> Provided text
Key nutrients: Cooked vegetables, bone broth, fermented foods (when tolerated), omega-3 rich fish, and soluble fiber sources. Gut health is central to IBD management. For targeted strategies, read our guide on anti-inflammatory foods for gut health.

Psoriasis

What helps: The MEDIPSO randomized clinical trial demonstrated that a 16-week Mediterranean diet intervention significantly improved psoriasis severity in patients with mild to moderate disease receiving stable topical therapy (Barrea et al., 2025). The anti-inflammatory and antioxidant properties of Mediterranean diet staples, particularly extra-virgin olive oil, fatty fish, and colorful produce, appear to reduce the systemic inflammation that drives psoriatic plaques.

Weight management is also critical. Obesity is both a risk factor for psoriasis and an aggravating factor for existing disease. Adipose tissue produces pro-inflammatory cytokines (particularly TNF-alpha and IL-6) that directly worsen psoriatic inflammation. Clinical studies consistently show that weight loss of even 5 to 10 percent of body weight can improve psoriasis severity scores.

What to avoid: Alcohol (a well-documented psoriasis trigger), gluten (in patients who test positive for anti-gliadin antibodies), and high-glycemic processed foods. Excess sugar promotes insulin resistance, which amplifies inflammatory signaling.

Key nutrients: Fatty fish, colorful vegetables and fruits rich in beta-carotene and vitamin C, extra-virgin olive oil, and turmeric. Vitamin D supplementation may also help, as many psoriasis patients are deficient.

Hashimoto's Thyroiditis

What helps: Hashimoto's is the most common autoimmune disease worldwide, and nutritional factors play a well-documented role. Selenium is essential for thyroid hormone metabolism, and supplementation has been studied in multiple trials. One clinical trial found that combining a gluten-free diet with 200 micrograms of selenium supplementation was more effective than selenium alone, with 74% of patients in the combination group achieving normal thyroid function and more significant reductions in thyroid antibodies (a 49% decrease in TPO antibodies versus 34% with selenium alone).

A 2025 review in Nutrients found that the Mediterranean diet offers dual benefits for both rheumatic and thyroid autoimmune diseases, with anti-inflammatory nutrients like extra-virgin olive oil and omega-3 rich fish helping manage thyroid autoimmunity alongside joint inflammation.

What to avoid: The evidence on gluten elimination for Hashimoto's patients without celiac disease remains mixed. A meta-analysis found that a gluten-free diet decreased anti-thyroglobulin antibodies but increased anti-TPO levels, with very low certainty of evidence overall (Frontiers in Endocrinology, 2023). The current consensus is that gluten elimination is clearly beneficial for Hashimoto's patients who also have celiac disease or non-celiac gluten sensitivity, but cannot be broadly recommended for all Hashimoto's patients based on existing data. Excessive iodine intake and highly processed soy products should also be limited.

> Information supplied
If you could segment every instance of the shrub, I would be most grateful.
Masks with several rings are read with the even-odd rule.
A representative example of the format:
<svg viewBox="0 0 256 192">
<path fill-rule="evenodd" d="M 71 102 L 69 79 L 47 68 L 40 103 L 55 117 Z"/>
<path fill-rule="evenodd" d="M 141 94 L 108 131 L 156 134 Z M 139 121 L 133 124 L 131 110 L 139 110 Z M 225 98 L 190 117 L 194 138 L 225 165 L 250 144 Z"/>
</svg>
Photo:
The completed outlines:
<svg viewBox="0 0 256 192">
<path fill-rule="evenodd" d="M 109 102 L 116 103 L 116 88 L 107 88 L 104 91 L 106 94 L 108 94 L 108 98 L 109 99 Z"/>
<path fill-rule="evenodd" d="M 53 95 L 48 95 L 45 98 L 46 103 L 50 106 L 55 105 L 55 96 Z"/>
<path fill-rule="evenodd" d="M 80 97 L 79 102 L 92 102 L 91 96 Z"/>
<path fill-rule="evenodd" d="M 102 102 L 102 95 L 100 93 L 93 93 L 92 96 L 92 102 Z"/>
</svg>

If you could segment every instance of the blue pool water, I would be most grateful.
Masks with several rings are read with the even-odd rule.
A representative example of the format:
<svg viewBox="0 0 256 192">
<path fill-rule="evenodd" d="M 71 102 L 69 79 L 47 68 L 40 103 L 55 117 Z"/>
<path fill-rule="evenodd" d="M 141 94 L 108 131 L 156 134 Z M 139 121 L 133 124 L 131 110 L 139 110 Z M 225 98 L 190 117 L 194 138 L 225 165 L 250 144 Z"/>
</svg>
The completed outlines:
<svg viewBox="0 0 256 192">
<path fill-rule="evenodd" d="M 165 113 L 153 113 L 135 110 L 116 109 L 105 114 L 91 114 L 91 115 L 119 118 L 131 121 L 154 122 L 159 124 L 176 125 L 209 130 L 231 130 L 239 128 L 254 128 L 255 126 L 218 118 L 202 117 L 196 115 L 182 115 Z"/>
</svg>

> Using the information
#1 In the nutrition text, what share of patients who combined a gluten-free diet with selenium reached normal thyroid function?
#2 Transcribe the nutrition text between "Key nutrients: Fatty" and "patients are deficient.", inclusive.
#3 According to the nutrition text, why is weight management critical for people with psoriasis?

> Answers to the problems
#1 74% of patients in the combination group.

#2
Key nutrients: Fatty fish, colorful vegetables and fruits rich in beta-carotene and vitamin C, extra-virgin olive oil, and turmeric. Vitamin D supplementation may also help, as many psoriasis patients are deficient.

#3 Obesity is both a risk factor for psoriasis and an aggravating factor for existing disease. Adipose tissue produces pro-inflammatory cytokines, particularly TNF-alpha and IL-6, that directly worsen psoriatic inflammation.